== TASK ITEM ==
Please return all of the records verbatim, with the pictures omitted.

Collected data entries

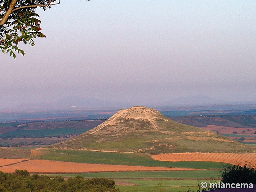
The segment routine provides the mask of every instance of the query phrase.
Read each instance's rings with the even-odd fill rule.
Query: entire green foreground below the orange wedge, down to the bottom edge
[[[83,174],[50,174],[49,176],[75,177],[80,175],[84,178],[108,178],[116,181],[116,188],[121,192],[134,191],[196,191],[198,183],[206,181],[210,183],[212,178],[221,175],[216,170],[200,171],[148,171],[148,172],[102,172]],[[188,187],[189,186],[189,187]]]

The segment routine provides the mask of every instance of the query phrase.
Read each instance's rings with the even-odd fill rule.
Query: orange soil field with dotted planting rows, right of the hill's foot
[[[158,161],[213,161],[236,165],[256,165],[256,153],[169,153],[152,155]]]

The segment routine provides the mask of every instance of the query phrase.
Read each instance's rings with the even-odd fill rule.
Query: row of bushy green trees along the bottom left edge
[[[0,192],[118,192],[115,181],[105,178],[84,180],[76,176],[68,180],[62,177],[49,178],[47,175],[29,175],[27,170],[14,173],[0,172]]]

== ANSWER TO THIS TASK ==
The segment routine provides the mask of every instance of the query phrase.
Read each instance's rings with the even-odd fill rule.
Query: entire green foreground below the orange wedge, down to the bottom edge
[[[83,174],[50,174],[49,176],[75,177],[80,175],[84,178],[108,178],[116,181],[116,188],[121,192],[134,191],[196,191],[198,183],[206,181],[210,183],[212,178],[221,175],[216,170],[200,171],[148,171],[148,172],[102,172]],[[188,187],[189,186],[189,187]]]

The segment routine provides the mask of every instance of the query phrase.
Read each instance's rings with the even-odd fill rule.
Query: orange soil field with dotted planting rows, right of the hill's foot
[[[158,161],[213,161],[236,165],[256,165],[256,153],[169,153],[152,155]]]

The segment routine provides the mask of every instance of the query phrase.
Read each instance's rings with the even-odd fill rule.
Query: row of bushy green trees along the bottom left edge
[[[0,192],[118,192],[115,181],[105,178],[84,180],[76,176],[68,180],[62,177],[49,178],[47,175],[29,175],[27,170],[14,173],[0,172]]]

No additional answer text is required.